Written instruction:
Please rewrite the stretch from the first line through the line containing "[200,26,252,67]", replacing "plaid" with "tartan" and keeping everything else the same.

(Detection annotation records)

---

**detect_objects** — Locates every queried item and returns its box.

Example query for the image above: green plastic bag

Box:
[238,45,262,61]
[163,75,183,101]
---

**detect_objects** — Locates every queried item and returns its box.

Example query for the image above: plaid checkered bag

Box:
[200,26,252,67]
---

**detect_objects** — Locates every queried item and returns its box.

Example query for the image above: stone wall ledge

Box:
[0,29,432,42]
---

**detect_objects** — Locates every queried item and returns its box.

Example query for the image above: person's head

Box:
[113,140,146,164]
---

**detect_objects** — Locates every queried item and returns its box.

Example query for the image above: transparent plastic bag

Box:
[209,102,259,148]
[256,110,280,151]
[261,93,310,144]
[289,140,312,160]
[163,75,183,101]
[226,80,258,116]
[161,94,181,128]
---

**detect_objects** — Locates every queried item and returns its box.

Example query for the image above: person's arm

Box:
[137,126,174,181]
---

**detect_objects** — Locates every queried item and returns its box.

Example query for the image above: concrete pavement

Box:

Result for this task:
---

**detect_objects** — Locates every queried item and returns its box.

Example query for the image above: green plastic bag

Box:
[238,45,262,61]
[163,75,183,101]
---

**detect_objects** — Locates every queried item and returns its box.

Example query for the image above: tartan checkered bag

Box:
[200,26,252,67]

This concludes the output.